[Image location labeling entries]
━━━━

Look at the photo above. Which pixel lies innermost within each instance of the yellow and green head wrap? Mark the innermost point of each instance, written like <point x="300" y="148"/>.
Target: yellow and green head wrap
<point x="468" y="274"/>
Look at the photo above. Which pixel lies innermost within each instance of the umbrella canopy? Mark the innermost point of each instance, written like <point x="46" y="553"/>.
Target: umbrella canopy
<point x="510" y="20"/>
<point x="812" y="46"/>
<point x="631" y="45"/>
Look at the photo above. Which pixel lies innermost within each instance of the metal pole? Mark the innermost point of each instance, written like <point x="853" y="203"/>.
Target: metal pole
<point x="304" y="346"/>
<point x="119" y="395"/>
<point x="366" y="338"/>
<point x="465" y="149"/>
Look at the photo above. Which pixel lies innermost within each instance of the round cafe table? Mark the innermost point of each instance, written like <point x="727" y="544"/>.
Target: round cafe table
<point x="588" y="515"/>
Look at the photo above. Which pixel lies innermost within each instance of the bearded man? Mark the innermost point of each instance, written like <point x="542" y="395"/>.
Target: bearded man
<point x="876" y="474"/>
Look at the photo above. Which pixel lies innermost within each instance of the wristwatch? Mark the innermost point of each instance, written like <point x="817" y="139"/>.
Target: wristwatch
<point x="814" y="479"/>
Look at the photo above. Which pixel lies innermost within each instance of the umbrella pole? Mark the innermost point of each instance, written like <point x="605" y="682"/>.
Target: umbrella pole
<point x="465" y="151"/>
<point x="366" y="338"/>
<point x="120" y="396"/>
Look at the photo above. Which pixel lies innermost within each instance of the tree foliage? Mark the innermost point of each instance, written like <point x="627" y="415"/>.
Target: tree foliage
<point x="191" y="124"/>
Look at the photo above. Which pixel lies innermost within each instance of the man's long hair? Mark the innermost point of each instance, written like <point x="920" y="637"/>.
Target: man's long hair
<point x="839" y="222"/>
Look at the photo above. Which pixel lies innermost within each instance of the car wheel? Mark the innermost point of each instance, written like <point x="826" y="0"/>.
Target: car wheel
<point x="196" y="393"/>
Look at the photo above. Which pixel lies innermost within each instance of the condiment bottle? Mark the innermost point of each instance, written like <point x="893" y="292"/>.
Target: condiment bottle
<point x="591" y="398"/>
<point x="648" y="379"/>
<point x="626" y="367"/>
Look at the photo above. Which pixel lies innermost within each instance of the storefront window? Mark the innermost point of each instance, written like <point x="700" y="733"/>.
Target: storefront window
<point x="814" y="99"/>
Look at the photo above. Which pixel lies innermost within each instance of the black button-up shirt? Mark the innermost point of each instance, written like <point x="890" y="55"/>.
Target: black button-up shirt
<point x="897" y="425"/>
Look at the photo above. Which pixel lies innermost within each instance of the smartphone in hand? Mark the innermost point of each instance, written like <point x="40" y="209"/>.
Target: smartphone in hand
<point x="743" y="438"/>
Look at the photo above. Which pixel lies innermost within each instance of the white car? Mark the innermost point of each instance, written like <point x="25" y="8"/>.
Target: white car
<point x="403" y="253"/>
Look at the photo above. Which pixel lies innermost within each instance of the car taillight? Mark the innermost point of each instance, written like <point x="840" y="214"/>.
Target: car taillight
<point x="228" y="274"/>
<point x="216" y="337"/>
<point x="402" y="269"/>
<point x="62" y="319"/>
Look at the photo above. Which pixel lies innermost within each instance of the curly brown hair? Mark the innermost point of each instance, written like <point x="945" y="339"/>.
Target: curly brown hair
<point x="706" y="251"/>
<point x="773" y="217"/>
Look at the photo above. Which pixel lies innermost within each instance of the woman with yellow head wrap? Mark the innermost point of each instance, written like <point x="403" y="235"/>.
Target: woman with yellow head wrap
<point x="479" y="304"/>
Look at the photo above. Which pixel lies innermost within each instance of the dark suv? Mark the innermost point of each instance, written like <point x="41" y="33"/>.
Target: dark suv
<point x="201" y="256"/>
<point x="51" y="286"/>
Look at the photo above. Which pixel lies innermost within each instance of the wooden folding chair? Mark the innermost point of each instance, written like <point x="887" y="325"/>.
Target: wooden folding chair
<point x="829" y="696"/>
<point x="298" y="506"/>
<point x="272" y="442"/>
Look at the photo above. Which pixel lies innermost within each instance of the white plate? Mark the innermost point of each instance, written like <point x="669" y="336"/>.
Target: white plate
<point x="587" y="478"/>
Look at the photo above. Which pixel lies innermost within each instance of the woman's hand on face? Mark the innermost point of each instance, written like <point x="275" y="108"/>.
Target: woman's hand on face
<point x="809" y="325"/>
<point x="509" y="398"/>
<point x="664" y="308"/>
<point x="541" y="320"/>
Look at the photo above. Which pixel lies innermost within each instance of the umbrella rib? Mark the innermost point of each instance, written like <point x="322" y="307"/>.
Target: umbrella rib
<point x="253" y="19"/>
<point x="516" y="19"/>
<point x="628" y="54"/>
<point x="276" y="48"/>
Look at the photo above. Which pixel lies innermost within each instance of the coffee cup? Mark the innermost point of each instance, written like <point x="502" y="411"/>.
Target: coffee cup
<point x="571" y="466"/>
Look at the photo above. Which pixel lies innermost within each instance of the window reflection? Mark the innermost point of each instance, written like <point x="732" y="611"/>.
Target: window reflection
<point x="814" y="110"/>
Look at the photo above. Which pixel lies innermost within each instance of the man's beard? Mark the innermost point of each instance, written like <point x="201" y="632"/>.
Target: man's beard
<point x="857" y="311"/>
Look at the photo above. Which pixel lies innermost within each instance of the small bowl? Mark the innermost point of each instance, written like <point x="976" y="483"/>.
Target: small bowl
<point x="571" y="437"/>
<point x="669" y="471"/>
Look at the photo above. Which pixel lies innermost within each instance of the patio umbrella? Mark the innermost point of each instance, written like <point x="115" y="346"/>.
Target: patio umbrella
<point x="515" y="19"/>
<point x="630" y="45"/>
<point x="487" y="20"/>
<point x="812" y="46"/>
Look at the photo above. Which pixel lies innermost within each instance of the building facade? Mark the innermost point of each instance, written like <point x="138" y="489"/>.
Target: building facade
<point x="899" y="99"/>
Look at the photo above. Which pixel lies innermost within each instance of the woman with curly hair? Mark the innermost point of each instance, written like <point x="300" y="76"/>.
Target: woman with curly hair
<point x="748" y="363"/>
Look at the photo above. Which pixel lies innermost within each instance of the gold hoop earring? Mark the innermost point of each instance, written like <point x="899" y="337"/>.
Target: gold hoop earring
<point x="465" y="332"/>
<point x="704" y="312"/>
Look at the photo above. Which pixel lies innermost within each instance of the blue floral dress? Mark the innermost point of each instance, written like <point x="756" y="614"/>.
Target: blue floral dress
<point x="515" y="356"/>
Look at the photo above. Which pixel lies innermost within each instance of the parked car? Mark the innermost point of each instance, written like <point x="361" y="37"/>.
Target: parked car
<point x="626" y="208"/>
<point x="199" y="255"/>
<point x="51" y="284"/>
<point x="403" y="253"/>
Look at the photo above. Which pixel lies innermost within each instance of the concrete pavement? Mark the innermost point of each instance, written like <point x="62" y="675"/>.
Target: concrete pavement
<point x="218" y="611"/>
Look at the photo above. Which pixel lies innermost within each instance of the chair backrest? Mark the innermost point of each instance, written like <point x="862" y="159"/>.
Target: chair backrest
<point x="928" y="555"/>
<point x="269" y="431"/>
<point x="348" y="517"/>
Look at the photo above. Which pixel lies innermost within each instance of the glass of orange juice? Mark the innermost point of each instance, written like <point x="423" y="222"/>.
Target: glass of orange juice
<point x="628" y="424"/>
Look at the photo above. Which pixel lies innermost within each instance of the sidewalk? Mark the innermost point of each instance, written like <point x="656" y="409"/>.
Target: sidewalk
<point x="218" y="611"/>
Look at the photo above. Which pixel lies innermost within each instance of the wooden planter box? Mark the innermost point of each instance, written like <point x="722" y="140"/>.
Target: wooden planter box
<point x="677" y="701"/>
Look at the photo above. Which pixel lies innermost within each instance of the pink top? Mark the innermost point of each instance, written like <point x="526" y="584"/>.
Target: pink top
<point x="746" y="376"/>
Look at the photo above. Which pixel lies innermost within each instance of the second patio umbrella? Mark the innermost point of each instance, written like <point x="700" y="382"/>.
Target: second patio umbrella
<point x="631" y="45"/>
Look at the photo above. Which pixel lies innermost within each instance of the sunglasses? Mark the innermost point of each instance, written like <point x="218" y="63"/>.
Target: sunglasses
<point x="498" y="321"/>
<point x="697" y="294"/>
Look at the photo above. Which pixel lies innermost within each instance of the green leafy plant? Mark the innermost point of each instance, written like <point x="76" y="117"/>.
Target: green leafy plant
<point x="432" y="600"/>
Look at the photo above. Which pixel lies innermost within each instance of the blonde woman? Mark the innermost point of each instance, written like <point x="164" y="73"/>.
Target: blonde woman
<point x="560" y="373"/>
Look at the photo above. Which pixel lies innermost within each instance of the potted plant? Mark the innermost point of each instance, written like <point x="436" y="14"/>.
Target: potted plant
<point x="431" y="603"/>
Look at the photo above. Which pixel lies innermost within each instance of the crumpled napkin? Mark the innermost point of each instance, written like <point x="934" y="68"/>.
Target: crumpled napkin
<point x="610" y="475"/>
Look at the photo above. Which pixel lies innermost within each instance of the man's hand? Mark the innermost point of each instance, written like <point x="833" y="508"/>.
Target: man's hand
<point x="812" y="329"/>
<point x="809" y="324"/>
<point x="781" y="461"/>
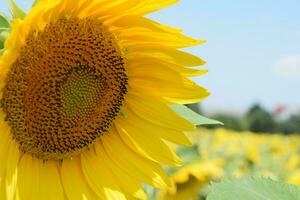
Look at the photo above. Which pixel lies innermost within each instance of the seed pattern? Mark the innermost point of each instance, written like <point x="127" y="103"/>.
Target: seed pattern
<point x="65" y="88"/>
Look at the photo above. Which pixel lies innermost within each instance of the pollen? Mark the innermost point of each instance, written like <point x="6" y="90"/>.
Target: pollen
<point x="65" y="88"/>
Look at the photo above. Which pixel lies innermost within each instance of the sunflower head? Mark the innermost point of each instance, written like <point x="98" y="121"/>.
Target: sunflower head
<point x="71" y="81"/>
<point x="87" y="89"/>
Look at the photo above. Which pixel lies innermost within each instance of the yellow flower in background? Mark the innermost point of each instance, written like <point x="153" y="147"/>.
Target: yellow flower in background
<point x="85" y="92"/>
<point x="191" y="179"/>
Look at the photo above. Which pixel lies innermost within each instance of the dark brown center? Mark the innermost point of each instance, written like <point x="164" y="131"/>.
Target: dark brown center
<point x="65" y="88"/>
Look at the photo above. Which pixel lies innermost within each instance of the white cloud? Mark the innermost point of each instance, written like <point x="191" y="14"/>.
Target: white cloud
<point x="288" y="66"/>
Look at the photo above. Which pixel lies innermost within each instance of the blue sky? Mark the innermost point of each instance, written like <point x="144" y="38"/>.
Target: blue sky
<point x="252" y="49"/>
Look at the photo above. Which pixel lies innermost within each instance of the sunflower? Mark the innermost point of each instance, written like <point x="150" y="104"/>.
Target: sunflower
<point x="86" y="90"/>
<point x="189" y="182"/>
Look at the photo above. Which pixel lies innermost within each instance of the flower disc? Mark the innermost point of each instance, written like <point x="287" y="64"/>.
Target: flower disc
<point x="65" y="88"/>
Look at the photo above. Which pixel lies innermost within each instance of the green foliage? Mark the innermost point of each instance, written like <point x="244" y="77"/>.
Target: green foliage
<point x="4" y="30"/>
<point x="15" y="10"/>
<point x="253" y="188"/>
<point x="231" y="122"/>
<point x="192" y="116"/>
<point x="291" y="125"/>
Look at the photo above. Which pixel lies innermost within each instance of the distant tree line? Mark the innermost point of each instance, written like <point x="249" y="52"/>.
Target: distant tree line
<point x="258" y="119"/>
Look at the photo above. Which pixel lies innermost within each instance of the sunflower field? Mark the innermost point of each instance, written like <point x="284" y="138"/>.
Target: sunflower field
<point x="94" y="105"/>
<point x="222" y="154"/>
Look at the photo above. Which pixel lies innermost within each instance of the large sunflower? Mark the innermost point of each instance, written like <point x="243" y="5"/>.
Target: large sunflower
<point x="86" y="89"/>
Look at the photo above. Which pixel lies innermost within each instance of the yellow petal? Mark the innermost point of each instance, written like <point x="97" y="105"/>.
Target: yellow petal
<point x="74" y="183"/>
<point x="136" y="37"/>
<point x="137" y="137"/>
<point x="28" y="178"/>
<point x="157" y="112"/>
<point x="99" y="177"/>
<point x="125" y="180"/>
<point x="157" y="51"/>
<point x="5" y="141"/>
<point x="12" y="170"/>
<point x="49" y="180"/>
<point x="132" y="163"/>
<point x="129" y="21"/>
<point x="171" y="135"/>
<point x="164" y="82"/>
<point x="152" y="6"/>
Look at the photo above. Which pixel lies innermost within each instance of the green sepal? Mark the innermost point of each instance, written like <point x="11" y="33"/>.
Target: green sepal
<point x="15" y="10"/>
<point x="192" y="116"/>
<point x="4" y="21"/>
<point x="3" y="36"/>
<point x="250" y="188"/>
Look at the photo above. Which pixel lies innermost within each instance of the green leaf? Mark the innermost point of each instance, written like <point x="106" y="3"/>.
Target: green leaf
<point x="251" y="188"/>
<point x="15" y="10"/>
<point x="4" y="21"/>
<point x="3" y="36"/>
<point x="188" y="154"/>
<point x="193" y="117"/>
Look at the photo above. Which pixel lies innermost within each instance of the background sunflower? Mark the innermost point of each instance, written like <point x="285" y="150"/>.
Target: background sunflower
<point x="87" y="89"/>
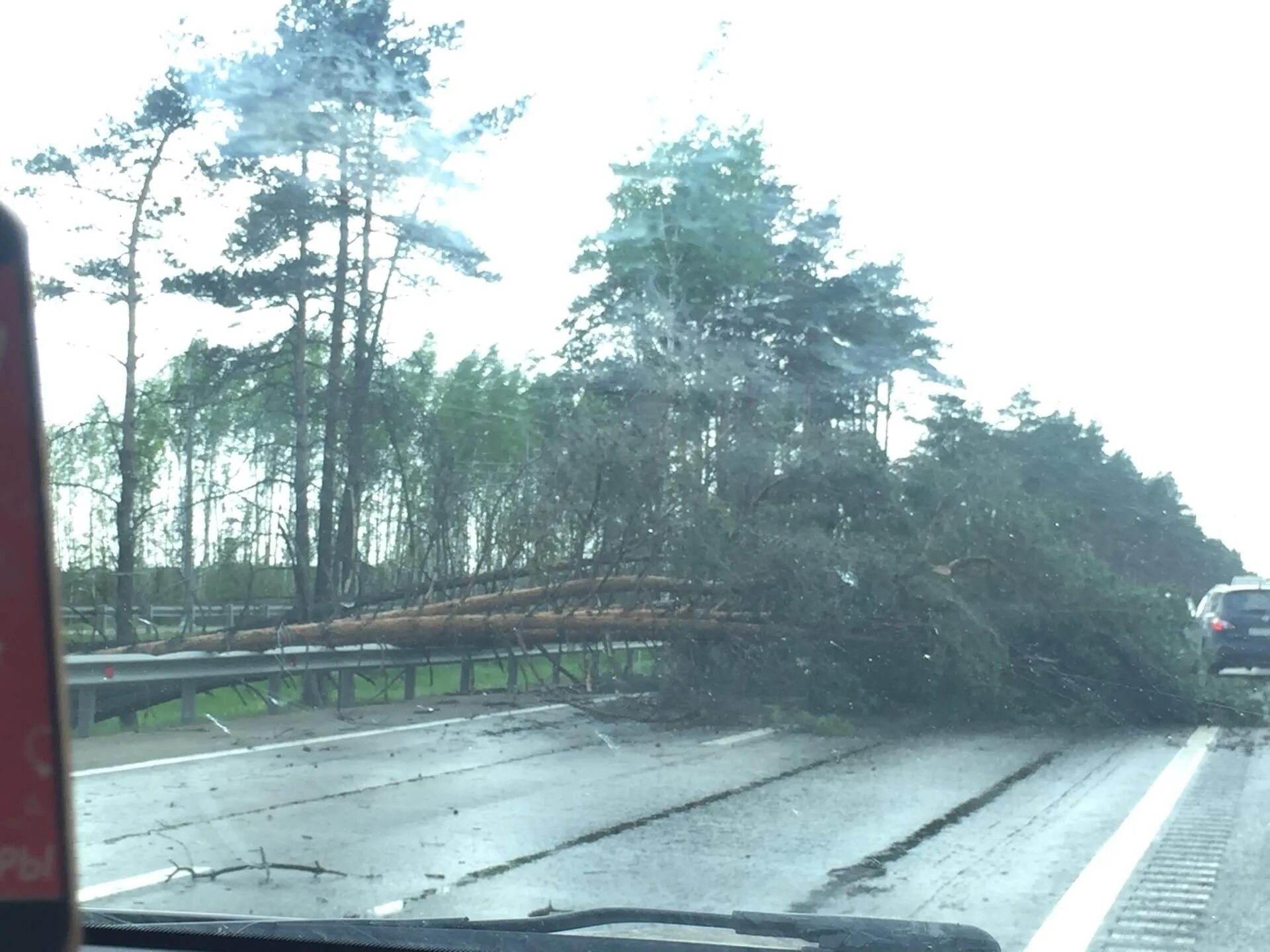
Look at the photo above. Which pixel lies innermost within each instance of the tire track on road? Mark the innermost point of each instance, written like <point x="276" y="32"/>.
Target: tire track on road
<point x="875" y="863"/>
<point x="625" y="826"/>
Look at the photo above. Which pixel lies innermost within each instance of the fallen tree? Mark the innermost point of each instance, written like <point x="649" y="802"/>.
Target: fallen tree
<point x="470" y="630"/>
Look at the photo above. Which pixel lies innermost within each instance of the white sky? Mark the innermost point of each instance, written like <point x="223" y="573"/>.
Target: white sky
<point x="1080" y="190"/>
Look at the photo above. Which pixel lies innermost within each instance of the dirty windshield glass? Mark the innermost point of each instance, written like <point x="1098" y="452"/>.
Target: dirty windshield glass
<point x="517" y="459"/>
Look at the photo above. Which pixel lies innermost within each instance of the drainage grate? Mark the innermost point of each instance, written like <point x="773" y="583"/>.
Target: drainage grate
<point x="1166" y="903"/>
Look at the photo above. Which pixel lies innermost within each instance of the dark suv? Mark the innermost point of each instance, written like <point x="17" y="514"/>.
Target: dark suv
<point x="1232" y="625"/>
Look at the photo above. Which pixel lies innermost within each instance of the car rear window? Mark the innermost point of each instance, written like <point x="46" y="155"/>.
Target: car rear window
<point x="1240" y="602"/>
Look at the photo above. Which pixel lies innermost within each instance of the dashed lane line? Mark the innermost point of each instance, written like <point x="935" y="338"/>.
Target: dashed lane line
<point x="304" y="742"/>
<point x="738" y="738"/>
<point x="103" y="890"/>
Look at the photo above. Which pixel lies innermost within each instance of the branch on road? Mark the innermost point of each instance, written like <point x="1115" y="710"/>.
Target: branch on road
<point x="265" y="866"/>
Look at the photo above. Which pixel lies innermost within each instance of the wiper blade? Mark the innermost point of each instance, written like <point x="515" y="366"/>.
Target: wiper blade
<point x="832" y="933"/>
<point x="829" y="932"/>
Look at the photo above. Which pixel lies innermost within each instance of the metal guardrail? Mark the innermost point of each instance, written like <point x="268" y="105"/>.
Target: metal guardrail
<point x="101" y="617"/>
<point x="88" y="677"/>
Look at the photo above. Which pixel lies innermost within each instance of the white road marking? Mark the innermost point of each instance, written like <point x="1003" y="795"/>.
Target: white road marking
<point x="1075" y="920"/>
<point x="738" y="738"/>
<point x="92" y="894"/>
<point x="393" y="908"/>
<point x="329" y="739"/>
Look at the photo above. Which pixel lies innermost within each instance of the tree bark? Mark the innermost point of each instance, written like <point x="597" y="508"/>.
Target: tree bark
<point x="300" y="385"/>
<point x="351" y="509"/>
<point x="125" y="513"/>
<point x="325" y="580"/>
<point x="187" y="506"/>
<point x="472" y="630"/>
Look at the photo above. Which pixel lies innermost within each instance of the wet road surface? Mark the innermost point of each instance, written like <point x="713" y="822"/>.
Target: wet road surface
<point x="1119" y="841"/>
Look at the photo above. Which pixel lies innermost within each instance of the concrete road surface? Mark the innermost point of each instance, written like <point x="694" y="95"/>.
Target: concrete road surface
<point x="488" y="808"/>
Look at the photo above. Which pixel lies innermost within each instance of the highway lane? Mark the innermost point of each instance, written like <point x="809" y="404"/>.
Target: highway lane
<point x="497" y="811"/>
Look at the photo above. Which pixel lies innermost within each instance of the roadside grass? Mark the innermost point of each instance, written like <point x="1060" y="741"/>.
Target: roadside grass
<point x="379" y="687"/>
<point x="824" y="725"/>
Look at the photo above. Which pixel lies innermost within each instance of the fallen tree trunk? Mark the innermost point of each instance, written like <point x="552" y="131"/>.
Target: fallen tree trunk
<point x="417" y="630"/>
<point x="575" y="588"/>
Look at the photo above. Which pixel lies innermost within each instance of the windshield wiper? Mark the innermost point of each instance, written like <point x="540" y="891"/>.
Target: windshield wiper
<point x="829" y="932"/>
<point x="832" y="933"/>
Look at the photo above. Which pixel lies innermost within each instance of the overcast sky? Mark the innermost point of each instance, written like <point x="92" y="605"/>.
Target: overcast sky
<point x="1080" y="190"/>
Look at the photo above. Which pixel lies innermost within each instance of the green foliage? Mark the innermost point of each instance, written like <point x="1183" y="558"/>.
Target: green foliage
<point x="720" y="413"/>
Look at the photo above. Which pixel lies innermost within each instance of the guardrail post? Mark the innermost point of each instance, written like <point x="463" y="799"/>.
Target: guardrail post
<point x="347" y="697"/>
<point x="87" y="713"/>
<point x="513" y="666"/>
<point x="408" y="676"/>
<point x="189" y="691"/>
<point x="273" y="694"/>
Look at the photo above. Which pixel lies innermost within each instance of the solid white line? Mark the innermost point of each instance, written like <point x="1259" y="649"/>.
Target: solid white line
<point x="329" y="739"/>
<point x="738" y="738"/>
<point x="91" y="894"/>
<point x="1075" y="920"/>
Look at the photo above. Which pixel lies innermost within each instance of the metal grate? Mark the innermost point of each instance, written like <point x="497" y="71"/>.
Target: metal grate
<point x="1166" y="903"/>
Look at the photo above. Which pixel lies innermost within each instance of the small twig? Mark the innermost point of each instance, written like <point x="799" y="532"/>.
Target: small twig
<point x="263" y="866"/>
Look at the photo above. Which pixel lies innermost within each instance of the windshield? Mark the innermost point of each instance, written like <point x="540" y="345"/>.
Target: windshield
<point x="1238" y="602"/>
<point x="511" y="459"/>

━━━━

Copy out, unchanged, the lines of the entries from the one containing "of the windshield?" through the last line of the entries, including both.

Look at the photo above. Which pixel lies innermost within each instance of the windshield? Mark the innermost point of each instance, written like <point x="540" y="345"/>.
Target: windshield
<point x="1238" y="602"/>
<point x="511" y="459"/>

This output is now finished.